--- start of DOCUMENT SECTION ---

Namhla Monakali
Namhla Monakali

People's Post

Opinion | Cape Town housing crisis why workers cannot afford homes


My workday usually starts hours earlier. The alarm goes off before dawn. It is a calculated race against traffic, and the clock.

Every morning, teachers, nurses, police officers and thousands of other middle-income workers make the same journey. They do not travel because they enjoy it. They travel because living closer to where they work has become financially out of reach.

That is why a recent housing market study should concern far more than aspiring homeowners.

Cape Town residential property prices rose by 9,1% between September 2024 and September 2025. Average house prices now sit between R2,1 million and R3,36 million, depending on the property type. Only 43% of homes sold in Cape Town were priced below R1,5 million.

There is one formal house for every 3,3 families earning less than R26 000 a month. More than 80% of South African households cannot afford properties in their local markets.

These numbers were never designed to add up.

The missing middle cannot buy in Cape Town

Consider the workers. A teacher earns between R21 000 and R30 000 a month. An enrolled nurse earns between R20 000 and R27 000, while a professional nurse earns between R28 000 and R35 000. A police constable earns between R15 000 and R20 000.

They fall squarely into what is known as the “missing middle” too wealthy for state-subsidised housing, but too poor to qualify for a bond on a market-priced home.

The arithmetic is brutal. To qualify for a bond on a R2,5 million suburban home, a household needs a net monthly income of approximately R55 000 to R60 000. Half of all Cape Town households earn less than R20 700 a month.

That is not a lifestyle problem. It is an arithmetic problem. No amount of personal discipline can close a gap that wide. This is not a personal failure. It is a structural wall.

Homeownership is declining. The share of mortgage-linked, owner-occupied homes in South Africa fell from 7,5% in 2019 to 6,3% by 2025. Over the same period, renting households rose from 21,9% to 25,8%.

These are not signs of a market correcting itself. They describe a market that increasingly excludes ordinary working people.

Municipal tariffs deepen the cost-of-living crisis

The City of Cape Town adds its own weight to the squeeze. Property rates rose by 7,96%, following a 5,7% increase the previous year. Electricity increased by an average of 7,2%, after an 11,78% hike the year before.

Water charges are structured through consumption bands, meaning households can face higher rates as usage increases. These costs arrive on top of rent, food, transport and debt repayments.

--- end of DOCUMENT SECTION ---

**STATED EXERCISE 1:** Condense the paragraph of the housing opinion piece that begins "The City of Cape Town adds its own weight" into a short bulleted list that keeps its main facts.
The housing opinion piece has no connection to the entries that follow it.

--- start of PROVIDED ENTRIES ---

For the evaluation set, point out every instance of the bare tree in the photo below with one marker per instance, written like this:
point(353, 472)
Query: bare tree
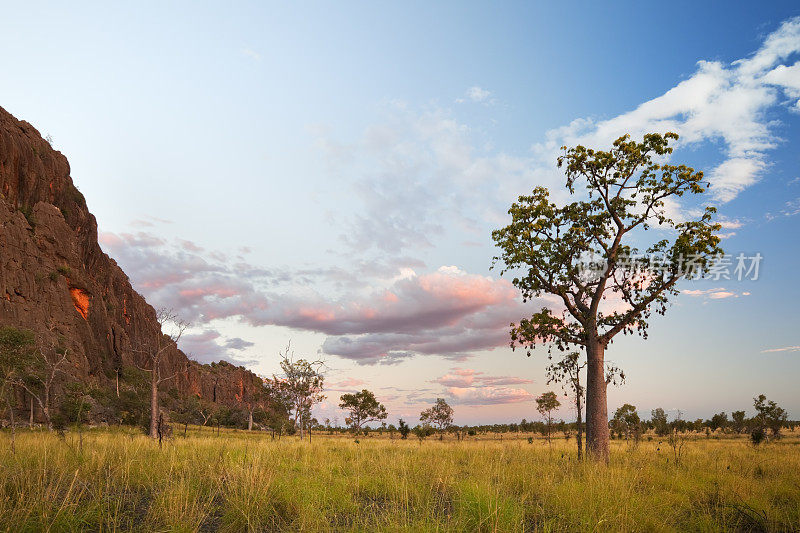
point(301, 385)
point(154, 350)
point(48, 359)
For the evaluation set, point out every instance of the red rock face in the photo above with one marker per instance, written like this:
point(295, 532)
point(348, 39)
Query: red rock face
point(55, 279)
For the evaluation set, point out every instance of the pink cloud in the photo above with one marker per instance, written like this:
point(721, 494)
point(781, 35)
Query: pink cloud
point(447, 312)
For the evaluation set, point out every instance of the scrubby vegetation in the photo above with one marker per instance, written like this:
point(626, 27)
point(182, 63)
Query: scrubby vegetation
point(246, 481)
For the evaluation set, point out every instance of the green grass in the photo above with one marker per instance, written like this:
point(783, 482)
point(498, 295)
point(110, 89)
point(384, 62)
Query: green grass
point(240, 481)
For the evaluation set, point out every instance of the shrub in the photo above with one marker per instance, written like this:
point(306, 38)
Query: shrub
point(758, 436)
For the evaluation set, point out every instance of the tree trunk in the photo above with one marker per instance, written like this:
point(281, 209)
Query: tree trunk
point(154, 403)
point(46, 408)
point(579, 435)
point(596, 403)
point(13, 429)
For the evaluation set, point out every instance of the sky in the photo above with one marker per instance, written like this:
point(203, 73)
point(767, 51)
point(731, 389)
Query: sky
point(329, 174)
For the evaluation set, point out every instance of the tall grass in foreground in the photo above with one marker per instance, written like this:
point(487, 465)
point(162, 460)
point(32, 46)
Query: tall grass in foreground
point(240, 481)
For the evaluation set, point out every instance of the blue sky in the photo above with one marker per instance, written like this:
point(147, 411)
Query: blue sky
point(331, 174)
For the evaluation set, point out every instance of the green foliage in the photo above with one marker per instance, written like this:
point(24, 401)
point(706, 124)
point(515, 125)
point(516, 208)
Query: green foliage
point(627, 189)
point(758, 435)
point(439, 415)
point(403, 429)
point(770, 415)
point(363, 407)
point(16, 354)
point(659, 421)
point(626, 421)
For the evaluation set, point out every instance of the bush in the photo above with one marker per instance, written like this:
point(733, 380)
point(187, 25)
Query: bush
point(758, 436)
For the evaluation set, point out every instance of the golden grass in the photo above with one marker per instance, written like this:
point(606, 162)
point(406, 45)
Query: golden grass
point(240, 481)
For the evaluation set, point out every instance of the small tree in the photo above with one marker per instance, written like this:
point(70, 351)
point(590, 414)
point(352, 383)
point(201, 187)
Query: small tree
point(546, 404)
point(738, 421)
point(718, 421)
point(42, 373)
point(154, 350)
point(16, 357)
point(363, 408)
point(628, 190)
point(440, 416)
point(769, 415)
point(403, 429)
point(659, 420)
point(301, 386)
point(626, 421)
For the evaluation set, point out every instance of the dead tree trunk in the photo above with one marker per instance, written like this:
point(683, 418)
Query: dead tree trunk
point(154, 403)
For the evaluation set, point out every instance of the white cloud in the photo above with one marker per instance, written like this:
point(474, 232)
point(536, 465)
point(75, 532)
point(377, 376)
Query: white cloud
point(725, 102)
point(249, 52)
point(477, 95)
point(784, 349)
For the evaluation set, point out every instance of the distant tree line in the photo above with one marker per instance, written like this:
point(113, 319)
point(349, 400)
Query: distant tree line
point(35, 388)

--- end of PROVIDED ENTRIES ---

**STATED EXERCISE 2:** Duplicate the entries word for word, from their very first line through the line containing "point(329, 174)", with both ends included. Leave the pictures out.

**CORRECT ANSWER 1:**
- City of Cape Town charges are adding to the cost squeeze.
- Property rates rose by 7,96%, following a 5,7% increase the previous year.
- Electricity rose by an average of 7,2%, after an 11,78% hike the year before.

**CORRECT ANSWER 2:**
For the evaluation set, point out every instance of the bare tree in the photo below with one marker per instance, written like this:
point(353, 472)
Query: bare tree
point(301, 385)
point(154, 350)
point(48, 359)
For the evaluation set, point out every instance of the red rock face in the photo above with one marker per instance, written like this:
point(295, 532)
point(348, 39)
Query: red rock face
point(55, 279)
For the evaluation set, point out every instance of the pink cloud in the photo above with one marker per instance, written like this:
point(721, 494)
point(781, 35)
Query: pink cloud
point(447, 312)
For the evaluation set, point out every instance of the scrubby vegetation in the photo above with one marker per instance, written like this:
point(626, 27)
point(182, 63)
Query: scrubby vegetation
point(246, 481)
For the evaluation set, point out every instance of the green grass in the photo above with one marker per instance, written like this:
point(783, 482)
point(498, 295)
point(110, 89)
point(384, 62)
Query: green grass
point(240, 481)
For the evaluation set, point out every instance of the shrub in the photo above with one marker per instance, written like this:
point(306, 38)
Query: shrub
point(758, 436)
For the evaluation set, point out every instance of the tree trunk in the photo above with one marker per instance, written like this:
point(281, 209)
Query: tree trunk
point(154, 403)
point(46, 408)
point(579, 435)
point(596, 403)
point(13, 429)
For the evaluation set, point out every instance of the sky in the photo above with one marker per instance, written like this:
point(203, 73)
point(767, 51)
point(731, 389)
Query: sky
point(329, 174)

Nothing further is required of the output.